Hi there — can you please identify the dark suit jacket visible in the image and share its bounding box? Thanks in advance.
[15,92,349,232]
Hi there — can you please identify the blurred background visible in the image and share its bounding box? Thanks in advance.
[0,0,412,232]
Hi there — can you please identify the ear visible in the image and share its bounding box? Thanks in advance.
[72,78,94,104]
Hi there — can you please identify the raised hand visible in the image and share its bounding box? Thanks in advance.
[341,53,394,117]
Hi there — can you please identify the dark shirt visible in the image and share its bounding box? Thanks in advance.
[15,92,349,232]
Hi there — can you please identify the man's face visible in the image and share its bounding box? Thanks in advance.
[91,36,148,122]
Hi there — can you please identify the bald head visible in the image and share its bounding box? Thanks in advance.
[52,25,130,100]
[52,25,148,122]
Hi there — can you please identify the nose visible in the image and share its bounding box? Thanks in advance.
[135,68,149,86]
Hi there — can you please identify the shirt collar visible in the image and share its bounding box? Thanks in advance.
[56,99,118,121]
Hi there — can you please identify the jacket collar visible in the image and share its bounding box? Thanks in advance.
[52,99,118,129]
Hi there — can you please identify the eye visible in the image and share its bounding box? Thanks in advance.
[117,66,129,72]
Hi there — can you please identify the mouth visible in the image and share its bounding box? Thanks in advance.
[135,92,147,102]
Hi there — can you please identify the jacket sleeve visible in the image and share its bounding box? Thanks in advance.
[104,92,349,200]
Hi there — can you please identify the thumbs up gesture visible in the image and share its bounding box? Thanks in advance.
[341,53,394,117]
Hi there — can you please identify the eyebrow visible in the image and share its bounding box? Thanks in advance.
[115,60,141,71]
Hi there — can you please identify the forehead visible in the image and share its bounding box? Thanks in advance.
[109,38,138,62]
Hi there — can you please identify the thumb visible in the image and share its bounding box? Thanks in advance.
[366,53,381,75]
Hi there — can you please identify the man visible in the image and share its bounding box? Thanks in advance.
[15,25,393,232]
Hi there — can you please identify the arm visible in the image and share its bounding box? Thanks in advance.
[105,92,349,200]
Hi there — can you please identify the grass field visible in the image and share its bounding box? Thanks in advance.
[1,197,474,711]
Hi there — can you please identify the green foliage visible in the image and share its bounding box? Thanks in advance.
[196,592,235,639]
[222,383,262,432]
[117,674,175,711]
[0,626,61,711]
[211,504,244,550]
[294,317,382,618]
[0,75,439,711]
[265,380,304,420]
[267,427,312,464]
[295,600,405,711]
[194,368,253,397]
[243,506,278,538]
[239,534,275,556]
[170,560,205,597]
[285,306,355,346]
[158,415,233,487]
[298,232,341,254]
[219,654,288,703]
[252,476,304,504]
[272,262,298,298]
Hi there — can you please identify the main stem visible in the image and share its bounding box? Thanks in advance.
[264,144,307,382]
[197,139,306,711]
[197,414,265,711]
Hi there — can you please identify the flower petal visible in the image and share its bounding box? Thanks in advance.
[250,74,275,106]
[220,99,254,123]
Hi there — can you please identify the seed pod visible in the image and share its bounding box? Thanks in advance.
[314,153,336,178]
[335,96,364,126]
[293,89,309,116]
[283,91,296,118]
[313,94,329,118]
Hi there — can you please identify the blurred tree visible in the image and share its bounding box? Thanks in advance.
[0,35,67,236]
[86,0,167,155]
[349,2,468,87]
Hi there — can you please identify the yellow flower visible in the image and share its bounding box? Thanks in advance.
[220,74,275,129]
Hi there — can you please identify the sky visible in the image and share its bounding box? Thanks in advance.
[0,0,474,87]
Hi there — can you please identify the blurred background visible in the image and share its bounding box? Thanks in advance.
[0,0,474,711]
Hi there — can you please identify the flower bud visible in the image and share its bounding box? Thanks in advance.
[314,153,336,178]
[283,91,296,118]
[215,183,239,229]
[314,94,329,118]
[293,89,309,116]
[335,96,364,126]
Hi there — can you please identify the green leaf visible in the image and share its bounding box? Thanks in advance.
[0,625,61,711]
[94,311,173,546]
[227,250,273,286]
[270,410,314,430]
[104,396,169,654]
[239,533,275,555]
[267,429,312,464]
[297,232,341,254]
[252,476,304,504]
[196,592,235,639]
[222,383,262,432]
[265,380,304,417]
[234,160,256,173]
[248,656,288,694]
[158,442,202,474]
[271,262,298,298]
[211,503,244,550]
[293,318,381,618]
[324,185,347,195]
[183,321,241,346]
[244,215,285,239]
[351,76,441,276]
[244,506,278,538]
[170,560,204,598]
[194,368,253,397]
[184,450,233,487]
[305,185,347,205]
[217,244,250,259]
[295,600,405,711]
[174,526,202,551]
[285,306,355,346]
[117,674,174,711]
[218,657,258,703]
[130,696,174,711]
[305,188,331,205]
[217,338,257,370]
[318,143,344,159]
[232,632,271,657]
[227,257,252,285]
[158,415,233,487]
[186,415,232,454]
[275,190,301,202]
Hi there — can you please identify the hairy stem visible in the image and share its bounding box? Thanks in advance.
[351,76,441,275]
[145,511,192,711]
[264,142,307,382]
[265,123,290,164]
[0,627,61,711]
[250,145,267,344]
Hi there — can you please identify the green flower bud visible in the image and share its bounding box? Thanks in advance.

* Task objective *
Quote every one of the items above word for word, leaving each line unchanged.

* Exercise solution *
Hi there — can you please identify the dark suit jacket visible in the image and share its bounding box? Thanks in advance.
[15,92,349,232]
Hi there — can you please identify the blurred background visible in the image and share its bounding box? Thanks in advance.
[0,0,412,232]
Hi there — can you please identify the ear visible in the image and share its bounding box? Thanks in advance.
[72,78,94,104]
Hi there — can you please identify the raised hand visible in the image and share its bounding box? Thanks in advance.
[341,53,394,117]
Hi there — can you please identify the dark shirt visible in the image and share its bounding box? Thanks in advance.
[15,92,349,232]
Hi there — can you please identify the man's face visible in the image and share its bounding box? Thanks in advance.
[91,36,148,122]
Hi there — can you please identify the bald head visible in the image and share its bounding box? Thanks in advance.
[52,25,130,100]
[52,25,148,122]
Hi there — can you please identify the nose visible in the image and share its bounding box? Thanks in advance.
[135,68,149,86]
Hi there — can you please identify the shirt collar visible in the image and share its bounding box? Thanks in advance.
[56,99,118,121]
Hi there — can you please identify the jacket collar visible in the image and share its bounding box? Thanks in advance.
[52,99,118,129]
Hi there — can you please identify the eye visible in the image and share its bounding box? Thanks in advance.
[117,66,129,72]
Hi there — can you please identify the mouth visible in the image and share its bounding box? Thanks in advance.
[135,92,147,102]
Hi there — can you please identify the jacket sleeve visible in the image and share its bounding box? Thanks in advance.
[104,92,349,200]
Hi there — can you please identify the thumbs up gesture visible in the image and share its bounding box? Thanks in advance.
[341,53,394,117]
Hi there — can you please identify the eyebrow visible in the image and share its bounding box? Thanks in advance.
[115,60,141,71]
Hi there — can you please identify the forehead visible in the image and share its bounding box? Thanks in advance.
[109,38,138,62]
Hi there — can you please identify the thumb visible in the image and share its bounding box? Thanks in advance.
[366,53,381,75]
Hi there — can you please identify the man visible in the image and share its bounding box? Thanks in advance.
[15,25,393,232]
Hi there — can you please identify the arm visible in the image and share its bounding box? Thanks in advance.
[105,92,349,200]
Hi there — can you please identify the grass field visible in the image and share its bounding box? Thanks in advance.
[1,197,474,711]
Hi there — can you please identify the green foliage visible in the image and share its bounding box? Thanks in advance.
[196,592,235,639]
[222,383,262,432]
[117,674,175,711]
[0,626,61,711]
[211,504,244,550]
[294,317,382,618]
[0,75,439,711]
[265,380,304,420]
[267,427,312,464]
[295,600,405,711]
[194,368,253,397]
[243,506,278,538]
[239,534,275,556]
[170,560,205,597]
[285,306,355,346]
[158,415,233,487]
[298,232,341,254]
[219,654,288,703]
[252,476,304,504]
[272,262,298,298]
Hi there — can you please identify the main stem visible in the image and share its bounding box? Thanks in advance.
[264,144,307,382]
[197,139,306,711]
[197,414,265,711]
Hi there — can you please identify the flower petal visible in the image and share its bounding box? Thanks in advance.
[250,74,275,106]
[220,99,254,123]
Hi there — can you please identify the seed pod visible in the image and share its bounding box? Thanks in advance.
[314,153,336,178]
[335,96,364,126]
[293,89,309,116]
[283,91,296,118]
[313,94,329,118]
Hi there — can you please identify the blurred tree visible in the image and share its bounding box? Thanks in advance.
[0,35,67,236]
[86,0,167,155]
[349,2,468,87]
Hi there — can you please identify the yellow flower visible in the image and share its bounding box? Thanks in advance.
[220,74,275,129]
Hi there — can you please identify the sky visible in the image and share its bounding box? Thanks in advance.
[0,0,474,87]
Hi there — can you please identify the blurred background visible in the image and share its bounding box? Thanks in advance.
[0,0,474,711]
Hi there — can you please identify the flower bud visible in the image and share its bounding box? Thanks in advance.
[314,153,336,178]
[283,91,296,118]
[215,183,239,229]
[314,94,329,118]
[293,89,309,116]
[335,96,364,126]
Hi there — can you please identify the green leaf visible in the image and share its bounding box? Thanks in advance.
[0,625,61,711]
[94,311,173,546]
[227,250,273,286]
[270,410,314,430]
[104,396,169,654]
[239,533,275,555]
[267,429,312,464]
[297,232,341,254]
[252,476,304,504]
[196,592,235,639]
[222,383,262,432]
[265,380,304,417]
[234,160,256,173]
[248,656,288,694]
[158,442,202,474]
[271,262,298,298]
[211,503,244,550]
[293,318,381,618]
[324,185,347,195]
[183,321,241,346]
[244,215,285,239]
[351,76,441,276]
[244,506,278,538]
[170,560,204,598]
[194,368,253,397]
[184,450,233,487]
[305,185,347,205]
[217,244,250,259]
[295,600,405,711]
[174,526,202,551]
[285,306,355,346]
[117,674,174,711]
[218,657,258,703]
[130,696,174,711]
[305,188,331,205]
[217,338,257,370]
[318,143,344,159]
[232,632,271,657]
[227,257,252,285]
[158,415,233,487]
[186,415,232,454]
[275,190,301,202]
Hi there — can you please identify the hairy stem visible in the image and share its bounding box? Thanks in advance.
[351,76,441,275]
[145,511,192,711]
[264,142,307,382]
[265,123,290,164]
[0,627,61,711]
[250,145,267,344]
Hi there — can you please identify the green flower bud visible in the image and share its bounding box? Thanks in advance.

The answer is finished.